(Region labeling entries)

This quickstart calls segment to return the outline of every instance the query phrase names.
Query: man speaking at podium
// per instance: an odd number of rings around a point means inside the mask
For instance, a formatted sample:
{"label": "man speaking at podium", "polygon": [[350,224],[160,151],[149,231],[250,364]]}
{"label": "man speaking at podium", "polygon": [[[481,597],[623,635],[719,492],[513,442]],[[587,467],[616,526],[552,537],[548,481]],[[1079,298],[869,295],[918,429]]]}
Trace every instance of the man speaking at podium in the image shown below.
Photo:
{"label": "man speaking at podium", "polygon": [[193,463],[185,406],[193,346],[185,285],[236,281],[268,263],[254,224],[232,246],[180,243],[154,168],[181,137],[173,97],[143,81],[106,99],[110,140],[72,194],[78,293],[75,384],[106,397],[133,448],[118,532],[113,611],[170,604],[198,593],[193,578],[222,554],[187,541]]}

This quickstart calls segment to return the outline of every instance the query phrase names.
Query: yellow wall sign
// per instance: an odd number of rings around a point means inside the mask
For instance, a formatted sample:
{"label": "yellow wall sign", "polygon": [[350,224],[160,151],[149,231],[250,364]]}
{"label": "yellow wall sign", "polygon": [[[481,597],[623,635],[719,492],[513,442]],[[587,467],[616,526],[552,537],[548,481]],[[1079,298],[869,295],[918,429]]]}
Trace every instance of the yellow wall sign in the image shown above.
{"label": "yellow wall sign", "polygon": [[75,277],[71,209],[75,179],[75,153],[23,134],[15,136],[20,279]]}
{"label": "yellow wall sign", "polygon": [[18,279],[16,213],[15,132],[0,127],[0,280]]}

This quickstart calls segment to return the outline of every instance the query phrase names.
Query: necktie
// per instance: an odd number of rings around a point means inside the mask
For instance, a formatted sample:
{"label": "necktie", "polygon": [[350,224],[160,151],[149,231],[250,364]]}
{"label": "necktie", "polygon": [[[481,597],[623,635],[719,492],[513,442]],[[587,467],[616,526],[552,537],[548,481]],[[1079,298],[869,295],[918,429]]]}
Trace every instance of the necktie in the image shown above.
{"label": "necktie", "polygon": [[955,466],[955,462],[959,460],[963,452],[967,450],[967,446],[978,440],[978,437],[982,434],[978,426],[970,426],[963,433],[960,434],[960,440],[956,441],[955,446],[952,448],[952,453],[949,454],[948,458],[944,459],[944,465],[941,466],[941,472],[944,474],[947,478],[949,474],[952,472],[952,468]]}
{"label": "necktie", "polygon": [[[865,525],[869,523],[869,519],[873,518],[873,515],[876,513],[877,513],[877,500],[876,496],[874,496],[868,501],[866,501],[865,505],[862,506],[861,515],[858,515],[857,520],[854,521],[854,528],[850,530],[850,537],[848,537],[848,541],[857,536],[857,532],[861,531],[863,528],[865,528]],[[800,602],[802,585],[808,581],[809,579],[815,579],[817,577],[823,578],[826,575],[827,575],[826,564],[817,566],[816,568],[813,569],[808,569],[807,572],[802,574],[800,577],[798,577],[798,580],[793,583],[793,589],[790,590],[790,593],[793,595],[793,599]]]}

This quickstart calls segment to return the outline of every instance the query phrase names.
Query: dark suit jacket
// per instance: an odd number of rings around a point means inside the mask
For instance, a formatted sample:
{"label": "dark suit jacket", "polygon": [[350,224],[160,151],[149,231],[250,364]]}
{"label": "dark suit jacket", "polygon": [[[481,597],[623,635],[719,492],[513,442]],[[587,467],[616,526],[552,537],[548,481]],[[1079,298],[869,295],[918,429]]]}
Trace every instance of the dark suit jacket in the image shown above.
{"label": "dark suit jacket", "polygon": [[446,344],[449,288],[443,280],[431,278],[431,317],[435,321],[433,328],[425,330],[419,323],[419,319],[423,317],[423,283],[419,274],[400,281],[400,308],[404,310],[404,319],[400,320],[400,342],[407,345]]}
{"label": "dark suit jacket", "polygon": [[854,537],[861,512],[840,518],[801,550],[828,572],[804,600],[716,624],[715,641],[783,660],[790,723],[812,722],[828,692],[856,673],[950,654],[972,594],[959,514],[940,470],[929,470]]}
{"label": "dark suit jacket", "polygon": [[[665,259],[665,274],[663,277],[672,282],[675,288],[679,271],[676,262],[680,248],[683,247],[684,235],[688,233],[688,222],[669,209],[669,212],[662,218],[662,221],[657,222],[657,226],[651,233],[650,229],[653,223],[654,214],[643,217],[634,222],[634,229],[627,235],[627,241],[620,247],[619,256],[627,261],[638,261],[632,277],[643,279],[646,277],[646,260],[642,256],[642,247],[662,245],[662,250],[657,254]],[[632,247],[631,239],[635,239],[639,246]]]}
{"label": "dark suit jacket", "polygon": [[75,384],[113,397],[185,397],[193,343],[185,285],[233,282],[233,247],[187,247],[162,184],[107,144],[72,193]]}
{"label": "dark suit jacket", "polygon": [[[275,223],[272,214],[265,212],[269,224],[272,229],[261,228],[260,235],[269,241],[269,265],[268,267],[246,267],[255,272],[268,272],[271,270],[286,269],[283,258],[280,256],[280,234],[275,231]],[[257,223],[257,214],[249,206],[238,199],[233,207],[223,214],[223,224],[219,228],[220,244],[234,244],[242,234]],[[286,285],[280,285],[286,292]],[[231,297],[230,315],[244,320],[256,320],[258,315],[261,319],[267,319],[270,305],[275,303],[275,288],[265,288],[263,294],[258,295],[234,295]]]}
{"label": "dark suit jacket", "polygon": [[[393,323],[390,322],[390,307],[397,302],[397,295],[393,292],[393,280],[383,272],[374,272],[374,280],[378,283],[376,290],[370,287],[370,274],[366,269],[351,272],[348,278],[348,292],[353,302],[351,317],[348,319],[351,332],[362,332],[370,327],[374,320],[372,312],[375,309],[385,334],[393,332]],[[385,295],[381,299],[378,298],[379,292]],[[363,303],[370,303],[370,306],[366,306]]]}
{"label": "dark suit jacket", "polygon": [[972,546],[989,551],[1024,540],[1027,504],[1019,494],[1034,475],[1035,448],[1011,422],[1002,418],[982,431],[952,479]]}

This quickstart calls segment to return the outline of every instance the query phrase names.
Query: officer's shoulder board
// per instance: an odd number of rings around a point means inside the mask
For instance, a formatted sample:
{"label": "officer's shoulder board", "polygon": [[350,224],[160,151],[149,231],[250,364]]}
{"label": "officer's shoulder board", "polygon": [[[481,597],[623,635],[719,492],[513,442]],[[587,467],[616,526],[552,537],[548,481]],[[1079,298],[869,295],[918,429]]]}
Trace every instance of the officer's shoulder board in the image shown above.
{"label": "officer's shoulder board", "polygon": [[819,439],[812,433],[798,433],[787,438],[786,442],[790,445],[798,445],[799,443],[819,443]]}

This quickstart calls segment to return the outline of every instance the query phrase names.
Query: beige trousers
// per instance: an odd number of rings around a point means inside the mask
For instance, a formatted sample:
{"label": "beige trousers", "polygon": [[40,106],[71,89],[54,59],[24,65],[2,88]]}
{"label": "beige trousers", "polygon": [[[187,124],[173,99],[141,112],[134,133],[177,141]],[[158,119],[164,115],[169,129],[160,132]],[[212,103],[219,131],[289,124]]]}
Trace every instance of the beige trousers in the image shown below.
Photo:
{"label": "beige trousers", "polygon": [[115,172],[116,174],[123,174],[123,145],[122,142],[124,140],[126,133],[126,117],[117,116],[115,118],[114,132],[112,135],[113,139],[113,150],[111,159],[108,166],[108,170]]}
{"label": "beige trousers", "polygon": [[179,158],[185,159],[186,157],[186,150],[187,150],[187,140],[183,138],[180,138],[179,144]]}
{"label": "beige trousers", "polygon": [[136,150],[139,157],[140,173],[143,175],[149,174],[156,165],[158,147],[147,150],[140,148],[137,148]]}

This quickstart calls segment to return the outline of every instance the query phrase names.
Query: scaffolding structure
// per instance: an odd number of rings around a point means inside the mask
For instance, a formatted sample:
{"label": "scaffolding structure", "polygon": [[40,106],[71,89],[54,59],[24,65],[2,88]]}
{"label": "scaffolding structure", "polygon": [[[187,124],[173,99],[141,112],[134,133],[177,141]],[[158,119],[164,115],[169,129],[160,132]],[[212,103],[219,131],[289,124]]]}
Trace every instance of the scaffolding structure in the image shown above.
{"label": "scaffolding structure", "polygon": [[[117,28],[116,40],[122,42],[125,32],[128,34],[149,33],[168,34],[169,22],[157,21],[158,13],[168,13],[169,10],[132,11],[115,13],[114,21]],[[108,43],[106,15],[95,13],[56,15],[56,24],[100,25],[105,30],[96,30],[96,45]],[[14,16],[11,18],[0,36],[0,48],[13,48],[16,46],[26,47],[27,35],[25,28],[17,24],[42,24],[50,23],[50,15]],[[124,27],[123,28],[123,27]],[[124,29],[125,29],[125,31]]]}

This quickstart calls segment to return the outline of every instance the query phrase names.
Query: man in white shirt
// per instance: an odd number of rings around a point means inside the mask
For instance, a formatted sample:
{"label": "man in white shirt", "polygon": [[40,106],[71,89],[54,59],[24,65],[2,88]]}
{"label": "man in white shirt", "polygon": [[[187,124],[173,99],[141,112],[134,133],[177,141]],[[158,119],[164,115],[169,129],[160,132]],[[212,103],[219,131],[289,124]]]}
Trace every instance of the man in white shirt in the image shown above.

* **What to work on**: Please copy the records from their start through the line containing "Trace every instance of the man speaking", substituting "contour" for "outline" and leaving everything else unchanged.

* **Exercise solution**:
This quickstart calls segment to return the contour of every instance the query phrase names.
Query: man speaking at podium
// per instance: an odd number of rings around a point means inside the mask
For instance, a formatted sample:
{"label": "man speaking at podium", "polygon": [[350,224],[160,151],[149,231],[250,364]]}
{"label": "man speaking at podium", "polygon": [[[481,597],[623,635],[719,492],[513,442]],[[587,467],[616,526],[552,537],[548,481]],[[1079,298],[869,295],[918,429]]]}
Trace every instance of the man speaking at podium in the image shown below.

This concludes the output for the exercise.